Vorsichtige Lichtblicke für die Zukunft der Aktien aus dem Bereich der alternativen Energien
Aktien aus dem Bereich der alternativen Energien sind im vergangenen Jahr unter Druck geraten. Während die traditionellen Ölgiganten in Rekordhöhe notieren, brechen die Aktien von Unternehmen aus dem Bereich der erneuerbaren Energien ein. Warum? Und, was am wichtigsten ist, sieht die Zukunft dieser Aktien besser aus?
Im vergangenen Jahr war es kein Vergnügen, in Aktien von Unternehmen der alternativen Energiebranche zu investieren. Trotz Hunderten von Milliarden an Investitionen, Subventionen, Steuererleichterungen oder Krediten schrieben sie rote Zahlen. Regierungsprogramme wie der US Inflation Reduction Act, der Green Deal und das europäische Klimaschutzpaket Fit für 55 konnten diesen Trend nicht umkehren. Die Kluft zwischen ehrgeizigen Klimavereinbarungen und unzureichenden Geschäftsergebnissen blieb tief.
Der Markt war besorgt, dass die Entwickler erneuerbarer Energien nicht in der Lage sein würden, die höheren Finanzierungs- und Investitionskosten in ihren neuen Projekten angemessen weiterzugeben. Die Folge sind fallende Aktienkurse. Aber die derzeitige Bewertung bietet Chancen.

(BEREITGESTELLTE DATEN):
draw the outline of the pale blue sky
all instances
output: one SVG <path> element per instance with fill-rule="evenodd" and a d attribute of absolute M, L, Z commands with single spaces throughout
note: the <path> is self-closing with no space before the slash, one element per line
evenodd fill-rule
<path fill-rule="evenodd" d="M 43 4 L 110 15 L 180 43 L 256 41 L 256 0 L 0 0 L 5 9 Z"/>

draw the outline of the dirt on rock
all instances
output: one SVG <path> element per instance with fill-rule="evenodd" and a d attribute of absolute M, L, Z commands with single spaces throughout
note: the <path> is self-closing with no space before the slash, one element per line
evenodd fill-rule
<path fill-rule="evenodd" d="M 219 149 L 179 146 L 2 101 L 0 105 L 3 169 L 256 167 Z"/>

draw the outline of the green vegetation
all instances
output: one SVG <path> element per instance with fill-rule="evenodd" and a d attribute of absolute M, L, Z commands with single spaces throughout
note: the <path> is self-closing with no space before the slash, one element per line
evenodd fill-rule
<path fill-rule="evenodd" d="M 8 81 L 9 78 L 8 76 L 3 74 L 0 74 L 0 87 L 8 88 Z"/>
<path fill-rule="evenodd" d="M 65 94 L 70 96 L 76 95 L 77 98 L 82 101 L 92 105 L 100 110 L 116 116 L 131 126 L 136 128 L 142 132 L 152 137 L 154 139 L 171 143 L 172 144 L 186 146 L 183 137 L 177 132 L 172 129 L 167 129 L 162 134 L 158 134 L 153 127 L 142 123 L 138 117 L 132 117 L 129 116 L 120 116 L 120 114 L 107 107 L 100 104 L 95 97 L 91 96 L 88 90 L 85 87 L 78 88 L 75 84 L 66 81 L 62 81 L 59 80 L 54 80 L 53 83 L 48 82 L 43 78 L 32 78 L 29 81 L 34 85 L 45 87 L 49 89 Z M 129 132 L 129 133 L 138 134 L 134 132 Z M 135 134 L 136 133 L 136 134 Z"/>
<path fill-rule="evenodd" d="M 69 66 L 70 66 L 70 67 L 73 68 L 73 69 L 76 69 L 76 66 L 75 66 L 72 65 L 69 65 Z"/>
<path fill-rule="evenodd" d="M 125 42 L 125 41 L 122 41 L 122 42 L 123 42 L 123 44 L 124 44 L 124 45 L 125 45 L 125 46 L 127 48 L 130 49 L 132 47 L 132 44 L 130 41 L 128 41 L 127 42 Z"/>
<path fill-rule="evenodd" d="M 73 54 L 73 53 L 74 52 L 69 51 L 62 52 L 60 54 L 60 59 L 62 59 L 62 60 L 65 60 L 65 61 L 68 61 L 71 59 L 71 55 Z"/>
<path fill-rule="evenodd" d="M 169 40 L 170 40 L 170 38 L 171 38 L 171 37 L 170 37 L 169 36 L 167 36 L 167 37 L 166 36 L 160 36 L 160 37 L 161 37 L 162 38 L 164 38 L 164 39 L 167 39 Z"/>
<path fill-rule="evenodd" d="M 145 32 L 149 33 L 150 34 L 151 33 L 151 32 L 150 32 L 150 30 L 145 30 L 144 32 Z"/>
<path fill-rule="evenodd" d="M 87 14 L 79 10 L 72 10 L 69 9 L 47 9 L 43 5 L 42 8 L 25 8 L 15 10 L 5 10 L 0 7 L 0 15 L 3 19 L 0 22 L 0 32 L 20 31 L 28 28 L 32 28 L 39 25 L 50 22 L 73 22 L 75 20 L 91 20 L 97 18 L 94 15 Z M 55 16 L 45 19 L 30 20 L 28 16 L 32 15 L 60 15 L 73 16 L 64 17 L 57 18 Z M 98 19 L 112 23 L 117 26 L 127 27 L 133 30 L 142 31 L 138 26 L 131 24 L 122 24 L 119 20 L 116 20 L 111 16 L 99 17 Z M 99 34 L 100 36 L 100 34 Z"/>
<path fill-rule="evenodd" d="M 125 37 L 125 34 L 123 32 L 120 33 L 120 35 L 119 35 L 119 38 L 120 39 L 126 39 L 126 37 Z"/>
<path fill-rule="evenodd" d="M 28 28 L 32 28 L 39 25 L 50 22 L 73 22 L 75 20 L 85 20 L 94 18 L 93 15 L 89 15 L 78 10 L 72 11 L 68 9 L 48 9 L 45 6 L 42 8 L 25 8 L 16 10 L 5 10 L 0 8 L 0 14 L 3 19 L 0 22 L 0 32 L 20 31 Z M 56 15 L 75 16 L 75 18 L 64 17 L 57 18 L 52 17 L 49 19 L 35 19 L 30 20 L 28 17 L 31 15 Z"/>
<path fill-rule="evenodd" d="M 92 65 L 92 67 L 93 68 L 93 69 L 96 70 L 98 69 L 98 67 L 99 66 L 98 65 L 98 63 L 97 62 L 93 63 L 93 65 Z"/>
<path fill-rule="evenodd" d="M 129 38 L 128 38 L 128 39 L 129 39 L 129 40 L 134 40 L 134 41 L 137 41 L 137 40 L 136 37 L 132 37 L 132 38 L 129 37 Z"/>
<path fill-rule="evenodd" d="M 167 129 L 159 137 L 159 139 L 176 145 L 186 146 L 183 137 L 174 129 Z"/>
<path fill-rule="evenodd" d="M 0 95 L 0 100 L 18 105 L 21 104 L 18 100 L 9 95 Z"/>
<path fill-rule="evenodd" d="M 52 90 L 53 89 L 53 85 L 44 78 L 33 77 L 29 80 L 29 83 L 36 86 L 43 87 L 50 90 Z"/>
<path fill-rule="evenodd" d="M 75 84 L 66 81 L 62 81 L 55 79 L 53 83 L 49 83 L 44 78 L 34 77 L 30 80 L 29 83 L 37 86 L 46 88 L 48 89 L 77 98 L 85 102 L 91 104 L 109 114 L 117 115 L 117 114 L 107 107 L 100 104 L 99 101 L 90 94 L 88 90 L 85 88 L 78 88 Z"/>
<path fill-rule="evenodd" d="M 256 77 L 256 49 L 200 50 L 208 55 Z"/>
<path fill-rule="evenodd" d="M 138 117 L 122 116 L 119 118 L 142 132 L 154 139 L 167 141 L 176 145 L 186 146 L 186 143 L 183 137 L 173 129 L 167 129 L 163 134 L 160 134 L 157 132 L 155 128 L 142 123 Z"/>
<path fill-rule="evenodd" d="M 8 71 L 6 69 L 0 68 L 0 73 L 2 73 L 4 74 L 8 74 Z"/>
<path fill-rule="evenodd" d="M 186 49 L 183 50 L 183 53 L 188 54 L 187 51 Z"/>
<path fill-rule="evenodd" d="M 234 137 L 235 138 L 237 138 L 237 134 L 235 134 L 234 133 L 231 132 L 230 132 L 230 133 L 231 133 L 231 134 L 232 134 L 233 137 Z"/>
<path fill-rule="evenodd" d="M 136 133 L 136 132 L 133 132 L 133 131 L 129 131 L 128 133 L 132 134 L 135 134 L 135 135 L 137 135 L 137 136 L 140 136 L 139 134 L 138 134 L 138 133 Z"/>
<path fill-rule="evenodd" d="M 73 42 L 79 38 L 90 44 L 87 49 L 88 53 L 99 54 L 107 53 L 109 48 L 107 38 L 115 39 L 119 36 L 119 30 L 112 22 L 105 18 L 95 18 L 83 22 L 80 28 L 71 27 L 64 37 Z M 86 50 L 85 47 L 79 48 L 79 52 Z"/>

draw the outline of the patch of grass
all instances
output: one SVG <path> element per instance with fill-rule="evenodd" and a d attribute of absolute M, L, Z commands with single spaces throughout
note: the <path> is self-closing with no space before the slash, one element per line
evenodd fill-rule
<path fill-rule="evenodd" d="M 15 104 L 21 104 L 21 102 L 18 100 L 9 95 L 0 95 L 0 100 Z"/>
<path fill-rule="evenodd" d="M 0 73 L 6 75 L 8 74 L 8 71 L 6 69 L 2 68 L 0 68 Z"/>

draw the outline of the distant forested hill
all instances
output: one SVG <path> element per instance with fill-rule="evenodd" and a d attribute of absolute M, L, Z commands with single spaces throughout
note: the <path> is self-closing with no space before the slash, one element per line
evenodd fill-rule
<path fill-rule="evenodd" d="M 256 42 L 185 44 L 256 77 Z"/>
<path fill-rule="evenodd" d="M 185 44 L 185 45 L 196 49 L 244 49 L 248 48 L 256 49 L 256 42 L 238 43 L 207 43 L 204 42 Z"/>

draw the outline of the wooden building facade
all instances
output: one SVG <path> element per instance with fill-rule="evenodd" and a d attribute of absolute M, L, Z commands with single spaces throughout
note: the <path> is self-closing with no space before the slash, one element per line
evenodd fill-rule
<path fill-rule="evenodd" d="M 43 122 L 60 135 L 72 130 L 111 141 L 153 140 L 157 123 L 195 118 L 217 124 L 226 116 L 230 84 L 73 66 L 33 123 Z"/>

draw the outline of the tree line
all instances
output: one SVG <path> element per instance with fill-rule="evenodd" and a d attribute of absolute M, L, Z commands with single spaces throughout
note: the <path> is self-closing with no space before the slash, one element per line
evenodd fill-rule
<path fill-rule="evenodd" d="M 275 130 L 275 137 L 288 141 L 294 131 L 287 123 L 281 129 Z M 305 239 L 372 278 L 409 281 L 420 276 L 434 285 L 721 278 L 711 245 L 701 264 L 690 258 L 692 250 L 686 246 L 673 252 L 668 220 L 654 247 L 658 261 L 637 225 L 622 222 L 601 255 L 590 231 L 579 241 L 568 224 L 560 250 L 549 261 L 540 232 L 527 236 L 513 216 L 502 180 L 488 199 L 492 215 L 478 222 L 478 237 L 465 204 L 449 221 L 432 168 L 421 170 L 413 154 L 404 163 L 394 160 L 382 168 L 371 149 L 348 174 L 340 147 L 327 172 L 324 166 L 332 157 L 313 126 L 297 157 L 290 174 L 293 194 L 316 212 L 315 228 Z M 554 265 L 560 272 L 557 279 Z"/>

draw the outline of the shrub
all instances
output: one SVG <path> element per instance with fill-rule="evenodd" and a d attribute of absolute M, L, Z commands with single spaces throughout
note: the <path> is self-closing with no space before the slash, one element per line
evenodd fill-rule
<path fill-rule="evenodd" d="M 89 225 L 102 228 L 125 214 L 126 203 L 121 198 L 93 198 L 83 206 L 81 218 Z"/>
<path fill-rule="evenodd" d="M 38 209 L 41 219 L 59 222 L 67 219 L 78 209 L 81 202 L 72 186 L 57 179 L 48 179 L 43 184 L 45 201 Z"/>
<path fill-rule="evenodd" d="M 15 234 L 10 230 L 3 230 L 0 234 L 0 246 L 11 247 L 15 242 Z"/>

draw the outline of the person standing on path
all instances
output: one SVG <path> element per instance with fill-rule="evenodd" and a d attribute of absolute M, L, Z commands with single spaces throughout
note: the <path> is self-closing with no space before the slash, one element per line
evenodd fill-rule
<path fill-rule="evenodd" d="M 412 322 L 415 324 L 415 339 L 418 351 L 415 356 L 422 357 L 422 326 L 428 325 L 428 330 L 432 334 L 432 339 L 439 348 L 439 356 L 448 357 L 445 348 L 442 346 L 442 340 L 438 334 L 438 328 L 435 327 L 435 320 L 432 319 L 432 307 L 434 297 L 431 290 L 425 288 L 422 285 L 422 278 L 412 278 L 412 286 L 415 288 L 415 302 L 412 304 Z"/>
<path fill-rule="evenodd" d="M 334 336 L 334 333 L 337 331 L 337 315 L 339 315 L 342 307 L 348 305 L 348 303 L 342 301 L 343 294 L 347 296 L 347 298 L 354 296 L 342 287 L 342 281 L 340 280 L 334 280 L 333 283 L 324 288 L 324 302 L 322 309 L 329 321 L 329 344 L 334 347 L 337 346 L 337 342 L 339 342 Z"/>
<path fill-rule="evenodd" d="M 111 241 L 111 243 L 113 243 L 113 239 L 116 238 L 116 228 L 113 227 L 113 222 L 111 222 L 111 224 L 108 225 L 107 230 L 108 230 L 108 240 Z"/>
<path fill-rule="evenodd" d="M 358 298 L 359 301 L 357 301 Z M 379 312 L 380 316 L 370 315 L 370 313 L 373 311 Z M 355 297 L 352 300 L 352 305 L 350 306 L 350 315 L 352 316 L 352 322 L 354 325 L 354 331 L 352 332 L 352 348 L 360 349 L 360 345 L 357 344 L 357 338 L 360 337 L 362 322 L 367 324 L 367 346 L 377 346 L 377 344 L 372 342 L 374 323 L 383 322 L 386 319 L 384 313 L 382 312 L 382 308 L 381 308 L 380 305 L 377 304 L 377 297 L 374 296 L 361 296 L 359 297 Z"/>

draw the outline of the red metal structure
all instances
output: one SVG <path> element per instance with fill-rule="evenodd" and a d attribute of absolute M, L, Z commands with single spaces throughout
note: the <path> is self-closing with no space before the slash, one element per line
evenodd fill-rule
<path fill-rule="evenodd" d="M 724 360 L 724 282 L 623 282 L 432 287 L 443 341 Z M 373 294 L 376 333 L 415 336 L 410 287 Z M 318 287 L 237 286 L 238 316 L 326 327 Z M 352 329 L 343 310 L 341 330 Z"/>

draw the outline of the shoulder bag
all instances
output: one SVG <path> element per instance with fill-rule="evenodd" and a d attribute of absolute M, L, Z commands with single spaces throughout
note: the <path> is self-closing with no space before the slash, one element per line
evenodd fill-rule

(AUFGABEN):
1. Beantworten Sie zum Text über Aktien alternativer Energien die folgenden Fragen:
(a) Wie notieren die traditionellen Ölgiganten laut dem Text?
(b) Welche drei Regierungsprogramme werden genannt?
(c) Worüber war der Markt besorgt?
2. Geben Sie den Abschnitt des Textes über Aktien alternativer Energien, der bei „Vorsichtige Lichtblicke für“ beginnt und bei „Aktien besser aus?“ endet, erneut wieder. Ersetzen Sie dabei „Ölgiganten“ durch „Ölkonzerne“.
3. Führen Sie den Text über Aktien alternativer Energien nach seinem letzten Satz fort.

(LÖSUNGEN):
1.
(a) Sie notieren in Rekordhöhe.
(b) Der US Inflation Reduction Act, der Green Deal und das europäische Klimaschutzpaket Fit für 55.
(c) Dass die Entwickler erneuerbarer Energien nicht in der Lage sein würden, die höheren Finanzierungs- und Investitionskosten in ihren neuen Projekten angemessen weiterzugeben.

2.
Vorsichtige Lichtblicke für die Zukunft der Aktien aus dem Bereich der alternativen Energien
Aktien aus dem Bereich der alternativen Energien sind im vergangenen Jahr unter Druck geraten. Während die traditionellen Ölkonzerne in Rekordhöhe notieren, brechen die Aktien von Unternehmen aus dem Bereich der erneuerbaren Energien ein. Warum? Und, was am wichtigsten ist, sieht die Zukunft dieser Aktien besser aus?

3.
Anthony Sandra, Portfoliomanager KBC Asset Management
Zinsanstieg ist Schreckgespenst
„Der weltweit starke Anstieg der Zinssätze ist zweifellos das größte Schreckgespenst“, sagt Anthony Sandra, Portfoliomanager bei KBC Asset Management. „Projekte von Versorgungsunternehmen sind langfristige Anlagen, die durch Schulden und Darlehen finanziert werden. Wenn die Zinssätze schnell steigen, werden diese Darlehen teurer. Die Bewertungen und Renditen sinken dann sofort. Die Anleger werden eher eine abwartende Haltung einnehmen.“
Dasselbe gilt für Stromnetzbetreiber wie Elia in Belgien und Terna in Italien. Durch ihren stabilen Cashflow sind sie ähnlich wie Anleihen und leiden daher unter den steigenden Zinsen.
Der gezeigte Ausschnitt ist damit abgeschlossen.